— Begin PROVIDED DATA —

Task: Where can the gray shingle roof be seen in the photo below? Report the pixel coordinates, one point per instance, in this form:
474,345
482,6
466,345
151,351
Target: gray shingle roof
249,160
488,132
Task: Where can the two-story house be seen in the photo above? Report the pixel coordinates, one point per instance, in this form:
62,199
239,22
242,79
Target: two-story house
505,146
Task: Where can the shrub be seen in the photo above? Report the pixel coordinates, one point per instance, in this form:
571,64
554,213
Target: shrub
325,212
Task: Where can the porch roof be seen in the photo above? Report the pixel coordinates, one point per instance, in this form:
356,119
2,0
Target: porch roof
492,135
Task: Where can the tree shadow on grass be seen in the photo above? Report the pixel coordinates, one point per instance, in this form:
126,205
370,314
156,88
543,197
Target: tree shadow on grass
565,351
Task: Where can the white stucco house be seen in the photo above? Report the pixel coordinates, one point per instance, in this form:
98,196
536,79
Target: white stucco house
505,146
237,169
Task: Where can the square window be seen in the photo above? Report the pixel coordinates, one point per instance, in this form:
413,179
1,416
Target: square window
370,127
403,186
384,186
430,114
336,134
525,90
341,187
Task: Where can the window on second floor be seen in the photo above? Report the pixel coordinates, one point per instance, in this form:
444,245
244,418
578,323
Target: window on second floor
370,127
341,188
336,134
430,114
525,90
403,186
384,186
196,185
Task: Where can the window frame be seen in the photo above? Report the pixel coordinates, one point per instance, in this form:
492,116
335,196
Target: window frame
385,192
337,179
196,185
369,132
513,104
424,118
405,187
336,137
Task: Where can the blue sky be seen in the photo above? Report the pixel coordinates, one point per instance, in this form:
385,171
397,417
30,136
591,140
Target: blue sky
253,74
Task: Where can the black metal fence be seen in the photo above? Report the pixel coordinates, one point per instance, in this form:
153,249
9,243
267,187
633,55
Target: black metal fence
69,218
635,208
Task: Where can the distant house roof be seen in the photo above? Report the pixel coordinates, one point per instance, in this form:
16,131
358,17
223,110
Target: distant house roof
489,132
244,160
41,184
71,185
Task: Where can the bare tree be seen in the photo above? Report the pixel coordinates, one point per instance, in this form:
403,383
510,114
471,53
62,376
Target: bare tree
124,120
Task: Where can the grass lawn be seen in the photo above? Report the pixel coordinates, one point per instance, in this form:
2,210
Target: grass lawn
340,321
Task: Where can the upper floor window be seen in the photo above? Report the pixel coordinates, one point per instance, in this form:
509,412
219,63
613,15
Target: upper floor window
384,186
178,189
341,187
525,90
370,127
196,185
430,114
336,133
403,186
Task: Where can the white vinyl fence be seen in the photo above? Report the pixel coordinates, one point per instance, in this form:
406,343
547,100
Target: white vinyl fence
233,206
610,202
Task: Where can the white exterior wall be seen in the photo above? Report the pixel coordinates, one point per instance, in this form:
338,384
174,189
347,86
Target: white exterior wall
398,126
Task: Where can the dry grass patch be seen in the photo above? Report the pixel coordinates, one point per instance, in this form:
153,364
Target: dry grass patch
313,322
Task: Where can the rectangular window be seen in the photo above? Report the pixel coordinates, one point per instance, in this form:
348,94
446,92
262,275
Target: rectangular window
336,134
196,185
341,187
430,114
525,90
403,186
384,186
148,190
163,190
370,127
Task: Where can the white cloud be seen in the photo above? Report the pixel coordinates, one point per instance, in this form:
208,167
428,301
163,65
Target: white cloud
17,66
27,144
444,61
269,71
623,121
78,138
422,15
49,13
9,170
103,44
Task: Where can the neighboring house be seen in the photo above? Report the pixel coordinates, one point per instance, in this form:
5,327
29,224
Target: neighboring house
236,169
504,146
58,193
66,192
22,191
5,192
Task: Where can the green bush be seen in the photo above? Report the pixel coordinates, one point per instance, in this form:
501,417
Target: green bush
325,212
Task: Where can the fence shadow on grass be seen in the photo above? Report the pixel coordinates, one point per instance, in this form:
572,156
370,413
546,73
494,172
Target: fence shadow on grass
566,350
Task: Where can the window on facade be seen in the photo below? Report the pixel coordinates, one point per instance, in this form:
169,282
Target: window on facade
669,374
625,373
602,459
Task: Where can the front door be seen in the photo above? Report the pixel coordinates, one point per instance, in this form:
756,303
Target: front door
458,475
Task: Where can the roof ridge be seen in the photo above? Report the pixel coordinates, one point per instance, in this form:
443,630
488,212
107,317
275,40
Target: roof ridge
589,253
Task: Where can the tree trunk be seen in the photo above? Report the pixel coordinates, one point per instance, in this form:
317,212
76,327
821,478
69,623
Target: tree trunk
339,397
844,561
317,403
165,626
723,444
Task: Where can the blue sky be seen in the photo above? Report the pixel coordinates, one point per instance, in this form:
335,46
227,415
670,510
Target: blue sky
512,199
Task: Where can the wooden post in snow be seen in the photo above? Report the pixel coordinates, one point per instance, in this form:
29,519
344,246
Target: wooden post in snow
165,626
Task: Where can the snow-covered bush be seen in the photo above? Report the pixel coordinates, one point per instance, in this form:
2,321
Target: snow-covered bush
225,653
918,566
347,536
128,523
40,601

— End PROVIDED DATA —

→ **PROBLEM DESCRIPTION**
Copy down the material exactly as written.

→ **THE RESULT**
Task: Where can the gray shingle roof be seen in the photo below? Report the pixel coordinates, one point per instance, in this form:
474,345
482,6
466,345
151,351
Target: gray shingle roof
249,160
488,132
Task: Where can the two-story house be seen in the photo above? Report the pixel coordinates, one point per instance, in this form:
62,199
239,22
242,79
Target: two-story house
505,146
Task: Where can the shrub be seen in the photo above? Report the pixel coordinates, one point per instance, in this form:
571,64
554,213
Target: shrub
325,212
Task: Where can the porch roof be seen in the photo above? Report the pixel coordinates, one point per instance, in this form:
356,119
2,0
Target: porch roof
492,135
Task: Where can the tree shadow on grass be seen in the photo above? Report the pixel coordinates, one point per instance, in this form:
126,205
370,314
156,88
543,197
Target: tree shadow on grass
565,351
Task: Where can the white stucco house be seen in the photo above? Report the pixel coordinates, one point per instance, in this form:
98,196
536,79
Target: white stucco house
505,146
237,169
Task: Where can the square window be seen in the photo above? Report the pixel coordinates, one point per instance, in this form:
413,179
1,416
Target: square window
370,127
403,186
384,186
430,114
336,134
525,90
341,187
Task: Where can the window on second floor be seen in the photo above? Report the pixel coordinates, one point per instance, in this form:
444,245
244,418
578,323
Target: window on second floor
370,127
341,188
336,134
430,114
525,90
403,186
384,186
196,185
Task: Where can the window frame be seen in the photo above? Report the pixel coordinates, one point per instance, in this form:
492,116
335,196
Target: window frame
385,192
337,179
196,185
369,132
513,104
424,118
405,187
336,137
Task: Where can the blue sky be seen in the photo above? Report the pixel coordinates, one point per instance, in this form:
385,171
397,417
30,136
591,140
Target: blue sky
253,74
Task: Where can the black metal fence be seen in the photo above? Report the pixel coordinates, one point per instance, in this form:
153,249
9,243
267,187
633,55
Target: black metal fence
69,218
635,208
Task: Where can the distant house roof be seen in the photo above? Report the pixel coordinates, one point per instance, in this form:
16,131
358,17
223,110
Target: distant house roof
489,132
244,160
41,184
71,185
Task: Where can the bare tree be seen in the photo above? Report the pixel coordinates, one point per instance, in this form:
403,383
510,114
471,53
62,376
Target: bare tree
124,120
Task: Where can the grass lawn be seen in the photo above? Report the pixel coordinates, one point per instance, in this form:
2,210
Target: grass lawn
340,321
Task: Where can the upper floor window be seen in the photo above? Report the pixel coordinates, one point per instance, in this form:
509,412
219,63
613,15
Target: upper floor window
384,186
178,189
341,187
525,90
370,127
196,185
430,114
336,133
403,186
Task: Where can the white vinyl fence be seen in the photo above? Report the pixel coordinates, one point per instance, in this form:
406,343
547,100
Target: white vinyl fence
233,206
610,202
Task: Where can the white exterior wall be seen in the photo above? Report the pixel coordinates, one point per instance, in this form:
338,384
174,189
347,86
Target: white exterior wall
398,126
Task: Where can the dry grass patch be seen in the photo above? Report the pixel coordinates, one point per instance, in this form:
153,364
Target: dry grass patch
313,322
Task: Where can the rectangular window be seen in the photo above? Report the pixel coordinates, one point per instance, in this form:
348,94
446,92
262,275
Target: rectangular window
336,134
196,185
341,187
430,114
525,90
403,186
384,186
148,190
163,190
370,127
Task: Where can the white cloud be seen in the photo above? Report the pixel coordinates, one point per instance, in this form:
208,167
428,301
163,65
Target: white cloud
17,66
27,144
444,61
269,71
623,121
78,138
422,15
49,13
9,170
103,44
Task: Where can the neighboring house be seen in the photo above? Report the pixel coordinates, one point per instance, in this form:
5,327
29,224
Target: neighboring house
236,169
504,146
58,193
66,192
22,191
5,192
Task: Where can the green bush be seen in the photo above? Report the pixel coordinates, one point per instance, in this form:
501,417
Target: green bush
325,212
Task: Where can the fence shadow on grass be seen in the photo above? Report the pixel coordinates, one point per instance, in this form:
572,156
370,413
546,73
494,172
Target: fence shadow on grass
566,350
Task: Where can the window on facade be seen in the photo below? Report the pixel coordinates, one point per instance, in this form:
169,282
Target: window on facade
669,374
625,373
602,459
Task: Where can the front door be seen in the photo above? Report the pixel coordinates, one point per instance, in this form:
756,303
Target: front door
458,475
Task: Where can the roof ridge be seen in the photo above? Report the pixel coordinates, one point per instance, in this form:
443,630
488,212
107,317
275,40
Target: roof ridge
589,253
Task: Where can the tree trunk be seen in the photo above? Report the pixel coordinates, one point per instance, in this form:
317,212
76,327
821,478
69,623
Target: tree trunk
339,397
844,561
317,403
165,626
723,444
Task: Where can the blue sky be seen in the photo above? Report the pixel coordinates, one point per instance, in this form:
335,46
227,415
670,510
Target: blue sky
512,199
Task: Where can the wooden post in snow be seen in the photo above? Report the pixel coordinates, one point per instance, in this form:
29,519
344,246
Target: wooden post in snow
165,626
Task: Where can the snow-covered bush be seen in the photo above? Report the pixel coordinates, one point per instance, in this form:
2,321
Target: snow-covered bush
225,653
918,566
347,536
128,523
40,601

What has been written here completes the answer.